* **AIM**: State how many lines of the listing below contain the word "road", treating uppercase and lowercase letters as distinct. Give only the number.

* **PROVIDED RECORDS**:
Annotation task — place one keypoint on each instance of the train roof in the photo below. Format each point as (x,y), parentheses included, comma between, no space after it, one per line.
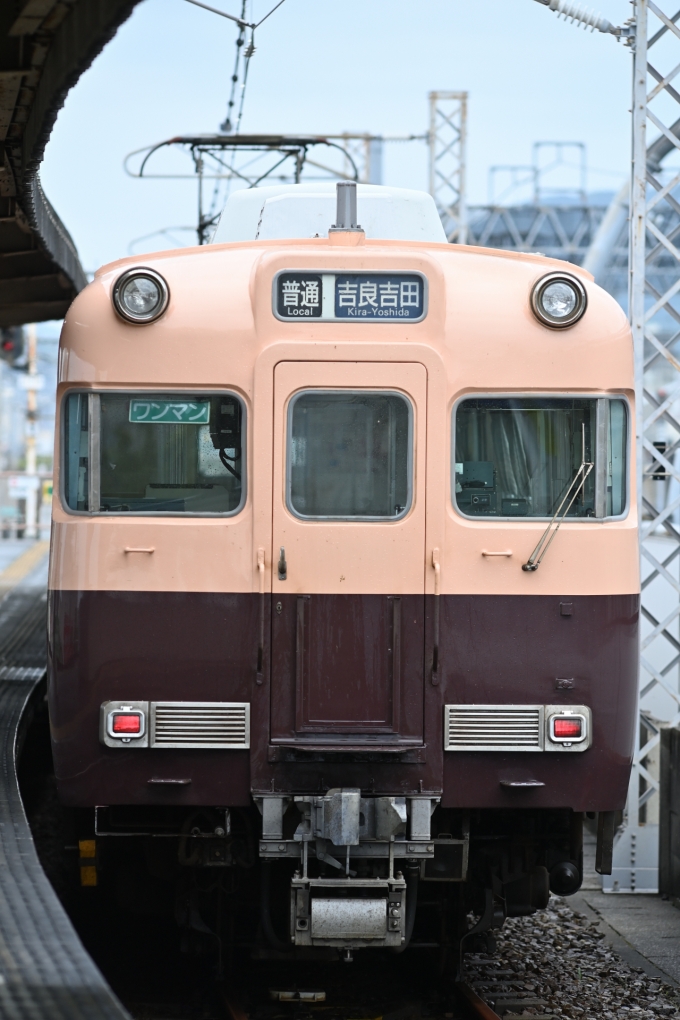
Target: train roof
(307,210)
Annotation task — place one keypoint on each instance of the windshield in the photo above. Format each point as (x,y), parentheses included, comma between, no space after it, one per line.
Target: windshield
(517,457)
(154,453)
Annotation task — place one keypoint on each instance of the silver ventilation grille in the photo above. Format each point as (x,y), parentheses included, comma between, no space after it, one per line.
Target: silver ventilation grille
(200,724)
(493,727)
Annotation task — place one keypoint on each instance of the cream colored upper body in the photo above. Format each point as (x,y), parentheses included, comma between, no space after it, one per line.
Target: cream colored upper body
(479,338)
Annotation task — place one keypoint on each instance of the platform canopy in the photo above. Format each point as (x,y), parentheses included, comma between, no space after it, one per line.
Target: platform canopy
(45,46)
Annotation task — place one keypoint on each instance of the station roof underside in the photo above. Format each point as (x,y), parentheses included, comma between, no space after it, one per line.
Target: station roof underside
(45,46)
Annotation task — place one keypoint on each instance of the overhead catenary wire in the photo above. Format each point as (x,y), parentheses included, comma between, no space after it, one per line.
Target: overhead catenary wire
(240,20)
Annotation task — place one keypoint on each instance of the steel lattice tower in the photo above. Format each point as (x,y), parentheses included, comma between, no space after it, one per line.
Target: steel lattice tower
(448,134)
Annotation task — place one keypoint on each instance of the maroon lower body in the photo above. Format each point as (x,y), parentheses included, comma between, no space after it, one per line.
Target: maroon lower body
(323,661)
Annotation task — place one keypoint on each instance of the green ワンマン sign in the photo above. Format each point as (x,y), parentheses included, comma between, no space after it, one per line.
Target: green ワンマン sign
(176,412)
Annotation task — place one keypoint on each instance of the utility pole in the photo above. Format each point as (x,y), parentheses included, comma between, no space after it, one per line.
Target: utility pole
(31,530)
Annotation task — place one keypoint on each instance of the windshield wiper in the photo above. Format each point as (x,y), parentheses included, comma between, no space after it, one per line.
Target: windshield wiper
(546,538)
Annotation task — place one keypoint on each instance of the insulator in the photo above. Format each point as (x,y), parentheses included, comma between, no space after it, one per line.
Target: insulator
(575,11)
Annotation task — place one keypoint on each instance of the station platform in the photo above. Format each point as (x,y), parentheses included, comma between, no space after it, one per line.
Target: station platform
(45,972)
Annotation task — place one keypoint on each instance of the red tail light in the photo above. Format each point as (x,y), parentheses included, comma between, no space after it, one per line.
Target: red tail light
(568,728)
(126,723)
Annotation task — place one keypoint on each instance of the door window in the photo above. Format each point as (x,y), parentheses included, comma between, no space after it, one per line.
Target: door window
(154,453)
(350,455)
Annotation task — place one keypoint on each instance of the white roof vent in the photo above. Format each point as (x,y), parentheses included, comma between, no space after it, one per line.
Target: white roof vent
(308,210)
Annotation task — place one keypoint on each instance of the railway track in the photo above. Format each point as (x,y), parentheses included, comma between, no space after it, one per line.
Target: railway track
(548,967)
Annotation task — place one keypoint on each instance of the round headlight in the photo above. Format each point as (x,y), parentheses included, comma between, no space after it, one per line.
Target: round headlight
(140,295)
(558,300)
--
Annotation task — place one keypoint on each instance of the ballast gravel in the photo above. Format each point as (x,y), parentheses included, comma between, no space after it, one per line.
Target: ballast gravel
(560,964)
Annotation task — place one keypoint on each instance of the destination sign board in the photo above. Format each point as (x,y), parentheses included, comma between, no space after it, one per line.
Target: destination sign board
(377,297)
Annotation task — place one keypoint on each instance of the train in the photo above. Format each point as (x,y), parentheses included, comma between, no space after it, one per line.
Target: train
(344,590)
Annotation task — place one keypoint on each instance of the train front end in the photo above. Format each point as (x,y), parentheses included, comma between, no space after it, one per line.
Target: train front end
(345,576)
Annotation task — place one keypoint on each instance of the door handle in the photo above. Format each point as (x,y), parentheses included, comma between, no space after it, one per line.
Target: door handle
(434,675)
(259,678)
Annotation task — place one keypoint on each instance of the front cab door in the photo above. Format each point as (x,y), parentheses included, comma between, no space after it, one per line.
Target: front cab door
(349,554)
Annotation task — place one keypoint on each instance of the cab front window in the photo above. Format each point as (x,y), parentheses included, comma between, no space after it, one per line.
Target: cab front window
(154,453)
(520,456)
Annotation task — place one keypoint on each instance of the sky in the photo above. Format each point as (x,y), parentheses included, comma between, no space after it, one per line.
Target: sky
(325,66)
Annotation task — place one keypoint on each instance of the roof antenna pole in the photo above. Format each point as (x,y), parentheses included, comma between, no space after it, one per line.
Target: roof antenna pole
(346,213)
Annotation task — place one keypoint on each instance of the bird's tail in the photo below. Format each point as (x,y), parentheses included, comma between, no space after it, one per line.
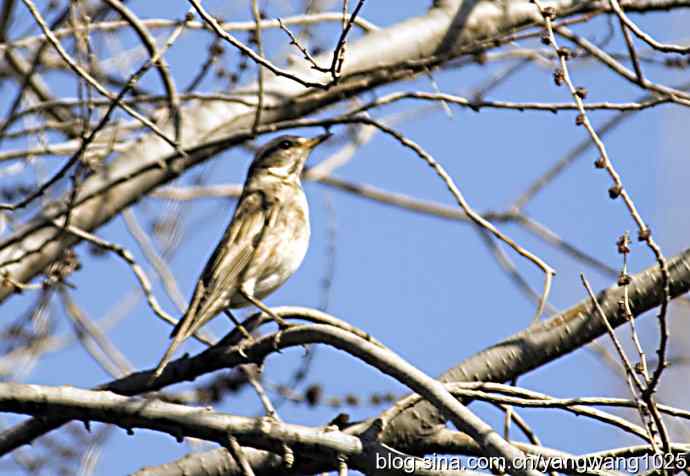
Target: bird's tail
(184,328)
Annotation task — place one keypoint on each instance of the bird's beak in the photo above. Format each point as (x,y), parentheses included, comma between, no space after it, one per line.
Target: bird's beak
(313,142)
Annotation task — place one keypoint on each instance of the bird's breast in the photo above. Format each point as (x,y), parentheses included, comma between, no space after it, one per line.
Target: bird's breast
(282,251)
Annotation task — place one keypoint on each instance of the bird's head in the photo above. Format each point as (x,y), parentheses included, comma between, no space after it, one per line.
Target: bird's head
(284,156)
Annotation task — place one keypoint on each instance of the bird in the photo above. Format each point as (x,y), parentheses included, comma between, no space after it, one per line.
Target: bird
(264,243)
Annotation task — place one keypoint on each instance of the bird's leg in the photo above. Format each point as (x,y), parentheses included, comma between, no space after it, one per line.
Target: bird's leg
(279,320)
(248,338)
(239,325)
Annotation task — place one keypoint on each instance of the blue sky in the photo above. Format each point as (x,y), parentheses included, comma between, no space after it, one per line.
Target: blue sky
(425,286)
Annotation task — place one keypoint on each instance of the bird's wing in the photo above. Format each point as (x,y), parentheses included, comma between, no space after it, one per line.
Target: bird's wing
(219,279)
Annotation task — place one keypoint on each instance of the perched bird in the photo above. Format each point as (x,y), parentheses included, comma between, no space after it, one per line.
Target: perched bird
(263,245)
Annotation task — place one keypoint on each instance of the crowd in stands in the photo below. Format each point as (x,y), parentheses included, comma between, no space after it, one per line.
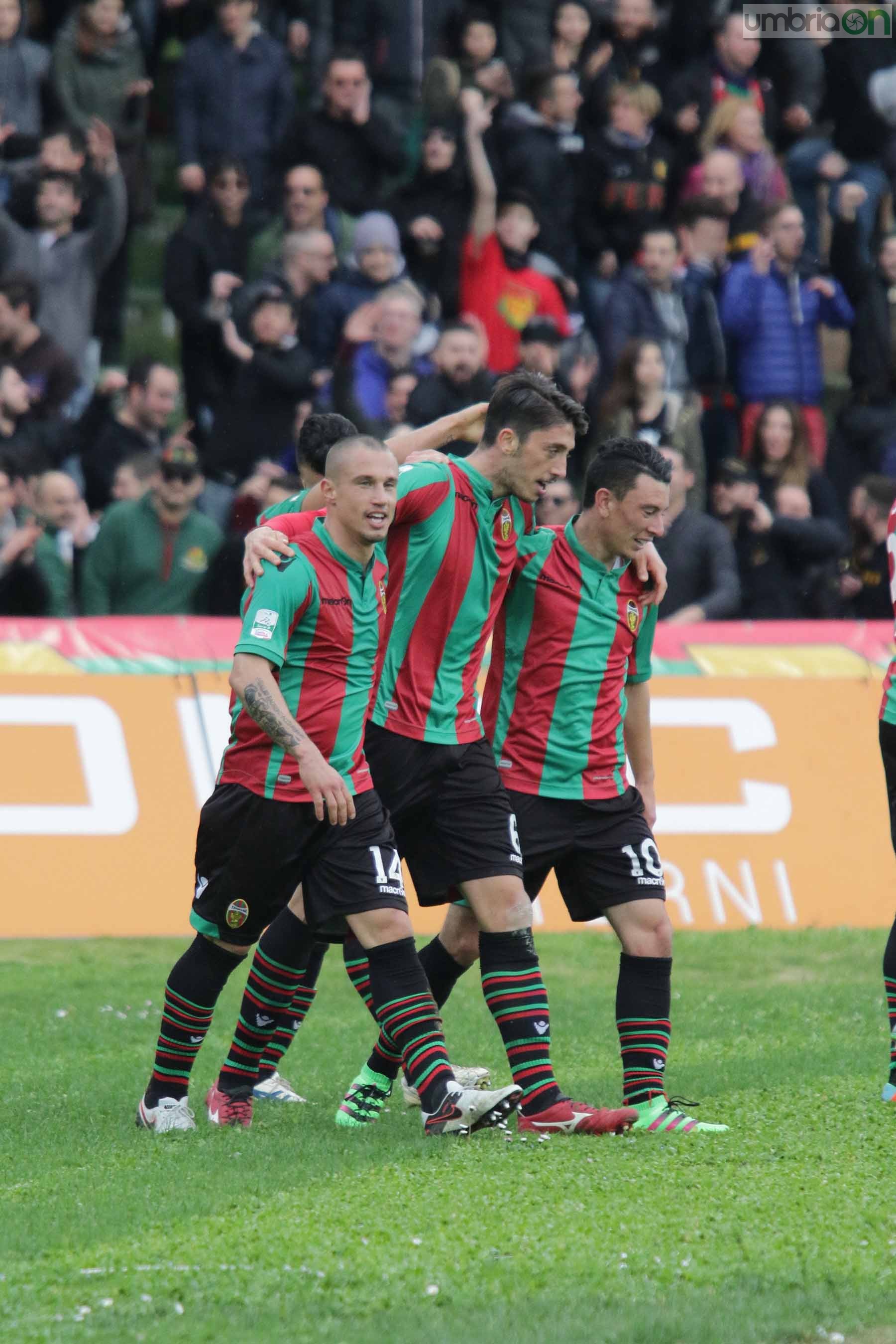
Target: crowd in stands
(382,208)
--
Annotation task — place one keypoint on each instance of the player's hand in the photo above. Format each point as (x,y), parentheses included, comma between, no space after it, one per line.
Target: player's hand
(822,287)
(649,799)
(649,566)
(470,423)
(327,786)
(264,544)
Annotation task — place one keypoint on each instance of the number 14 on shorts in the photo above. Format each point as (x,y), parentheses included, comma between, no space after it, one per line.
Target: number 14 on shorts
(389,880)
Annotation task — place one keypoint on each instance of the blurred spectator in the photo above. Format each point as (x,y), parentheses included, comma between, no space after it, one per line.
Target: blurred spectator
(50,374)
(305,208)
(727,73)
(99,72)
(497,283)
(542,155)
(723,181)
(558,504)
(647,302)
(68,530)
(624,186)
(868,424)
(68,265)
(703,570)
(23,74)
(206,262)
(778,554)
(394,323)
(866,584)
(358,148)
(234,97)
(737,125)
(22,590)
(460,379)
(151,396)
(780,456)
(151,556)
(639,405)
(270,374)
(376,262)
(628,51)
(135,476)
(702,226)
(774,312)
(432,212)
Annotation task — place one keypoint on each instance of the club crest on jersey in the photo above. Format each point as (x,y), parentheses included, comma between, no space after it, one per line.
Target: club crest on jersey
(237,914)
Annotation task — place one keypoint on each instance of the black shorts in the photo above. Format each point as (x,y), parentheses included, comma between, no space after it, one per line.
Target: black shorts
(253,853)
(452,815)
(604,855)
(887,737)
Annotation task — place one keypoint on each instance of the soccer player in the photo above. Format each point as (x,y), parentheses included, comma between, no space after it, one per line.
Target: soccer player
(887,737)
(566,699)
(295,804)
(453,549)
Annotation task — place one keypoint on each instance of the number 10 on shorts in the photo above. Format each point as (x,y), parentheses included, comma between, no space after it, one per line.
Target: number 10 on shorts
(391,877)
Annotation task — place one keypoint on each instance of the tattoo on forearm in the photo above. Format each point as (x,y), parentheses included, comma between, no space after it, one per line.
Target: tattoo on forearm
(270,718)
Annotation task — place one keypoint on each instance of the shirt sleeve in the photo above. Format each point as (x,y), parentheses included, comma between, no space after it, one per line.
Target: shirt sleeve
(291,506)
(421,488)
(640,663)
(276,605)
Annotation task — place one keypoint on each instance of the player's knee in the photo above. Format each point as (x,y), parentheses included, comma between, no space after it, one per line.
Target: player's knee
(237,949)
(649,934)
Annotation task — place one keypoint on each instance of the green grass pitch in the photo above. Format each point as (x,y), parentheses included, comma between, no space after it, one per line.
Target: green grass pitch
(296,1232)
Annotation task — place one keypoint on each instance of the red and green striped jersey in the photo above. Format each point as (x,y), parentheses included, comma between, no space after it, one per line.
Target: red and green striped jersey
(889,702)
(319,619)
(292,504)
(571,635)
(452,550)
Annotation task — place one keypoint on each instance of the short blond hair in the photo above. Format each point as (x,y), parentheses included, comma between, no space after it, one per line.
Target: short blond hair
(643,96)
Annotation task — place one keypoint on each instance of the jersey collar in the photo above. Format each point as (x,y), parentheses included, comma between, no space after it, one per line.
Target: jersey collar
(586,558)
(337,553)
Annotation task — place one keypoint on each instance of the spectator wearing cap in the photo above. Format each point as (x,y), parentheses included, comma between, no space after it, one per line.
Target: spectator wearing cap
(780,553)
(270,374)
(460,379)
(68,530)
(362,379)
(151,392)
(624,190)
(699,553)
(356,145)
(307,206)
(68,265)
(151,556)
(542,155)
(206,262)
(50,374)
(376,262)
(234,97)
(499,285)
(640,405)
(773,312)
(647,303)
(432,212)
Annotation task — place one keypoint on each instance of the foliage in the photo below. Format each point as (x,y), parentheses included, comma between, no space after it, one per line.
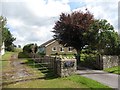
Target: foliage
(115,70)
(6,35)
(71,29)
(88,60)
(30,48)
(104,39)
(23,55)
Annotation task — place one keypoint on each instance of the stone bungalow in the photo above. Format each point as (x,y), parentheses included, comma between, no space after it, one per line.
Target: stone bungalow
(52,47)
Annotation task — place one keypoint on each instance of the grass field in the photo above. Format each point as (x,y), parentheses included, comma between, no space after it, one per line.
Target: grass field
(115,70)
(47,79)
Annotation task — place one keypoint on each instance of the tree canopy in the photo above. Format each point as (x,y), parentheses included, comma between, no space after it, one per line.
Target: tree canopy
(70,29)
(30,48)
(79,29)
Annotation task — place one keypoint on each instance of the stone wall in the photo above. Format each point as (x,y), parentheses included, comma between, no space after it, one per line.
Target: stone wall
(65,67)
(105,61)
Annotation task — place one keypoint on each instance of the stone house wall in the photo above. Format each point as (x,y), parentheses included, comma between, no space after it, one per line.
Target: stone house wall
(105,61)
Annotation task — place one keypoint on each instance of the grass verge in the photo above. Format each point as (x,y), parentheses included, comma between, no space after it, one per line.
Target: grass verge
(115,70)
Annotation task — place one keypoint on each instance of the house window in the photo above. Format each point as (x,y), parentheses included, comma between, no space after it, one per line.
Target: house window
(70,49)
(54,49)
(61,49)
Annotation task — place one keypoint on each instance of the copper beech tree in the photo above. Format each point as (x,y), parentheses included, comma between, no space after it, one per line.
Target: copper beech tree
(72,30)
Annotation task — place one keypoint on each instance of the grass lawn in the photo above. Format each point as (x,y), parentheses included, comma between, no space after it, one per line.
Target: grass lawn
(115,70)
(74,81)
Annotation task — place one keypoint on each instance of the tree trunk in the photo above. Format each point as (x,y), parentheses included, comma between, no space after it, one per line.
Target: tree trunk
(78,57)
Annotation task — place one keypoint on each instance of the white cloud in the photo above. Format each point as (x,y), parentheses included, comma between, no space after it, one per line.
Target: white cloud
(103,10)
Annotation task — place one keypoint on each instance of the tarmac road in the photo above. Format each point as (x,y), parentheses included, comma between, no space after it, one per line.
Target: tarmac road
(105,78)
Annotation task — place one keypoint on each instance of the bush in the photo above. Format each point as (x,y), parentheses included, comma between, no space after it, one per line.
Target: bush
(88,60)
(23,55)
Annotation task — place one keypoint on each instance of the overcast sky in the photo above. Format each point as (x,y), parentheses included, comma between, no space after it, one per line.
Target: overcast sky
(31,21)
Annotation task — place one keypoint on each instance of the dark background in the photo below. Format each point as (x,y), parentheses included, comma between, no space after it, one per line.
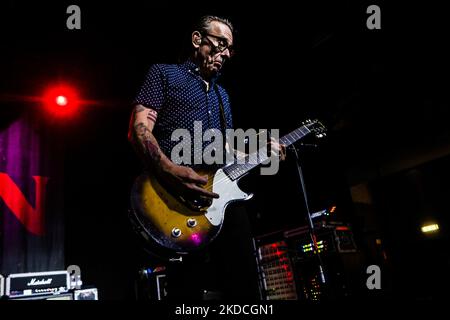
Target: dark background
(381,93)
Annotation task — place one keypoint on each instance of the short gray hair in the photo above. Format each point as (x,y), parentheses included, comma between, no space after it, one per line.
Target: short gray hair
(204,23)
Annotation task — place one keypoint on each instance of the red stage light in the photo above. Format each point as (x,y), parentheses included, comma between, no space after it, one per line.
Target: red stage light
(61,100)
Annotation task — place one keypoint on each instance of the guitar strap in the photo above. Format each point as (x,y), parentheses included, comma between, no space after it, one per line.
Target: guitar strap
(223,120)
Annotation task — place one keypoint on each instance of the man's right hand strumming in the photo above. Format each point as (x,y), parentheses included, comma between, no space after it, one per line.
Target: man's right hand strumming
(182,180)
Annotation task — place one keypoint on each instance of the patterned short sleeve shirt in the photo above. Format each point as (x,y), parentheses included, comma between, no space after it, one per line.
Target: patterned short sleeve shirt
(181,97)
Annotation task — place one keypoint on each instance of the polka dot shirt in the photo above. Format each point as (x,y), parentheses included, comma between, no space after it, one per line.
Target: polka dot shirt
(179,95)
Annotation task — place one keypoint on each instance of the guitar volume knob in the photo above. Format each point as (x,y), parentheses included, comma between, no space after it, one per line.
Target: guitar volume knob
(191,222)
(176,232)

* **RESPONSE FOR THIS EXERCISE**: 2